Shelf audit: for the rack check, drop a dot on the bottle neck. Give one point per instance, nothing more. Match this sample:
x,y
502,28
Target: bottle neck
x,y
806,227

What the exercise asks: Please transcribe the listing in its entirety, exactly.

Problem solution:
Shelf audit: for the rack check, drop a dot on the bottle neck. Give one point per instance, nothing more. Match this sample:
x,y
502,28
Target: bottle neck
x,y
806,227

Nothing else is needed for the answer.